» **Task material**
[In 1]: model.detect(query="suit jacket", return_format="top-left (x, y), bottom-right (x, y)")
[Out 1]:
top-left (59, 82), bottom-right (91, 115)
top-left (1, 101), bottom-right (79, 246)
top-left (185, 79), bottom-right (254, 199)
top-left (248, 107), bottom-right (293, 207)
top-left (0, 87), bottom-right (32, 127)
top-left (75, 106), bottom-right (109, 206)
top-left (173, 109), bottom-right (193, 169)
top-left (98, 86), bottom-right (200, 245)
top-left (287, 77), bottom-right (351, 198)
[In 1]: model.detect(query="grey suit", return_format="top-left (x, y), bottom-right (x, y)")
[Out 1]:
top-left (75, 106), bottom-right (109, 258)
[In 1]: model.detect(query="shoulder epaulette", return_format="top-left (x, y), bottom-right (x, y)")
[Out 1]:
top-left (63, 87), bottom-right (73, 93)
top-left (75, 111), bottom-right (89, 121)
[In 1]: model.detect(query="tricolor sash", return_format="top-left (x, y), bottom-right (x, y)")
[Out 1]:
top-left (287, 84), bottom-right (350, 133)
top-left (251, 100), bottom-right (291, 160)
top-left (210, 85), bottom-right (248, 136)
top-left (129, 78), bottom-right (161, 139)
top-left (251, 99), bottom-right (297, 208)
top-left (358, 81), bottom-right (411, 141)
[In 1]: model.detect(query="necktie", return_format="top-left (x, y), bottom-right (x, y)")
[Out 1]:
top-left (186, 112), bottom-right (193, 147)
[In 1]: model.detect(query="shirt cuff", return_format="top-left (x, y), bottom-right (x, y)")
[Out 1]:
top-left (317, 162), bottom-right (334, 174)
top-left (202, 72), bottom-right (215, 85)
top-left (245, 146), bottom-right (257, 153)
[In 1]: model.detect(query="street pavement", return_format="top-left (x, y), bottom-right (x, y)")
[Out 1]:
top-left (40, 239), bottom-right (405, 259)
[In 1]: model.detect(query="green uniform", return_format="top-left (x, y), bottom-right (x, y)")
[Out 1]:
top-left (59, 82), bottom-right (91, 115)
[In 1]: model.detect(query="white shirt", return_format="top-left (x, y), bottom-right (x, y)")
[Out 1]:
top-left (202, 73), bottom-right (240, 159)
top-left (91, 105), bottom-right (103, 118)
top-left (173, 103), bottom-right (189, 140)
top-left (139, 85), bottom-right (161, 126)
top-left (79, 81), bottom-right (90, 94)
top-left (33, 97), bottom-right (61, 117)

» **Aim of the exercise**
Return each line from the items above that includes the word "suit".

» **Solution below**
[In 1]: model.detect(query="suit jacket", return_format="top-left (x, y), bottom-right (x, y)")
[In 1]: model.detect(query="grey suit", return_format="top-left (x, y), bottom-right (x, y)")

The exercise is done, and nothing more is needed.